§ **PROBLEM STATEMENT**
Exact repetition of the data below is required.

§ **Recorded data**
══════════
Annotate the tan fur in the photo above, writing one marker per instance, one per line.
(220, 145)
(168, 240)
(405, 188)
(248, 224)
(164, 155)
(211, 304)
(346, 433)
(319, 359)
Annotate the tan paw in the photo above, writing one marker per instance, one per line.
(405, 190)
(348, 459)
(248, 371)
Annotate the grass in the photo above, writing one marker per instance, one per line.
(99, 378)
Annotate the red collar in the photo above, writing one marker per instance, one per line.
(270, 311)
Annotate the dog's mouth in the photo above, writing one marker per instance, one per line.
══════════
§ **PROBLEM SOLUTION**
Annotate the tan fur in the photo above, writing one marker per instance, one per line.
(220, 145)
(168, 240)
(405, 188)
(248, 224)
(164, 155)
(211, 304)
(346, 433)
(319, 359)
Annotate the tan paw in the photo above, writing one marker per instance, one per line.
(405, 190)
(348, 459)
(248, 371)
Annotate the grass in the photo above, writing one marker per instance, one per line.
(99, 378)
Annotate the red collar in the photo above, writing one marker per instance, one per line.
(270, 311)
Annotate the dog's mouth in the photo above, writing one marker per instance, one per line.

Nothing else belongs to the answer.